INFORMATION SUPPLIED:
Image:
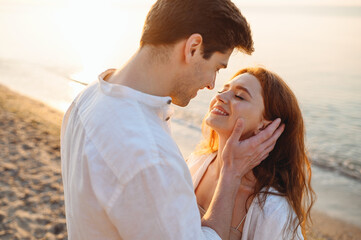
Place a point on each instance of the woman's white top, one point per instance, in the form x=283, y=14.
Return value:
x=261, y=224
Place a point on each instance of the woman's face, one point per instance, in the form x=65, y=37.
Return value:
x=239, y=98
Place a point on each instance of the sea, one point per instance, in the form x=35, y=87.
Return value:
x=50, y=50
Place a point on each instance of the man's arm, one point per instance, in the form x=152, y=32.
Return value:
x=239, y=157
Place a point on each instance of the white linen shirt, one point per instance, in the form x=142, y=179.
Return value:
x=124, y=176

WORK TO BE COMPLETED:
Could you recast the listing above as a two-column CSV with the headers "instruction" and "point"? Give one row per request, put each request's text and its answer in a single quoted field with any line breaks replaced by spaces, and leave the pictures out.

SOLVED EXERCISE:
instruction,point
"Image: Place a point on each instance of the woman's white top, one point per instance, in the form x=283, y=14. Return value:","x=261, y=224"
"Place a point on each instance of the woman's face, one point per instance, in the form x=65, y=37. Return value:","x=239, y=98"
"Place a point on each instance of the sea, one point per instance, in the form x=35, y=87. Return value:","x=50, y=50"
"Place a point on each instance of the man's arm, one point per instance, in the form x=152, y=32. Return value:","x=239, y=157"
"Place a point on each instance of the white linen shirt, one point per instance, in the form x=142, y=179. Return value:","x=124, y=176"